Requirements.
Reproduce all of the data exactly.

Dataset rows

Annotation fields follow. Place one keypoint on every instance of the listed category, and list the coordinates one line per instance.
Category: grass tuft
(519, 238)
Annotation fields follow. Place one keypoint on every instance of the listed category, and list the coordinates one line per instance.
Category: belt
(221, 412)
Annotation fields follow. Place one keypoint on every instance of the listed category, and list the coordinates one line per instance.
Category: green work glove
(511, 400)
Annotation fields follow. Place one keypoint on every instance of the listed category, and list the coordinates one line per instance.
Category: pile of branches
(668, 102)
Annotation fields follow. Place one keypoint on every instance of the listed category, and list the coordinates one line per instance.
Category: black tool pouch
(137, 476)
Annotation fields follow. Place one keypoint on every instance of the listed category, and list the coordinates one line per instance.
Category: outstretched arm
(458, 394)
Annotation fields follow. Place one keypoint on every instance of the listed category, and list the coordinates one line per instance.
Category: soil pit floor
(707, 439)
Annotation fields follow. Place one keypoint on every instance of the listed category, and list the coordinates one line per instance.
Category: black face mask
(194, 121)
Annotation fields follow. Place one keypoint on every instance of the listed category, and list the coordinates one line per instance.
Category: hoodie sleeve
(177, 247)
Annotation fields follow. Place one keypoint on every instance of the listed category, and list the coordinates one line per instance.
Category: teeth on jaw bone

Result below.
Annotation fields follow. Place one keypoint on every instance of the listed category, and list the coordinates one line per instance.
Category: grass tuft
(519, 238)
Annotation fields follow. Place one keypoint on every instance of the listed category, and list the coordinates one line per instance.
Category: belt
(221, 412)
Annotation fields follow. Place one keypoint on every instance of the listed category, and list the coordinates one line per instance.
Category: green work glove
(511, 400)
Annotation fields follow. Place one keypoint on every instance of the listed category, and list the coordinates one line per instance.
Category: pile of branches
(668, 102)
Annotation fields follow. Place one keypoint on every instance of the listed category, and list the coordinates one line per instance.
Category: black tool pouch
(137, 476)
Annotation fields follow. Place one keypoint on every instance of the listed category, and list the coordinates one line per instance.
Category: outstretched arm
(458, 394)
Annotation fields follow. Place one keypoint on every instance of the listed category, and list the coordinates one line per instance.
Category: soil pit floor
(707, 439)
Annotation fields follow. Place one keypoint on every instance of the listed category, and list the coordinates one line per instance.
Category: black face mask
(194, 121)
Annotation fields follow. Place one keypoint on every instance of the listed category, and list the coordinates one line per instance.
Category: hoodie sleeve
(177, 247)
Annotation fields follow. Place one keypoint on every instance of the listed category, and list the coordinates one line per instance.
Category: teeth on jaw bone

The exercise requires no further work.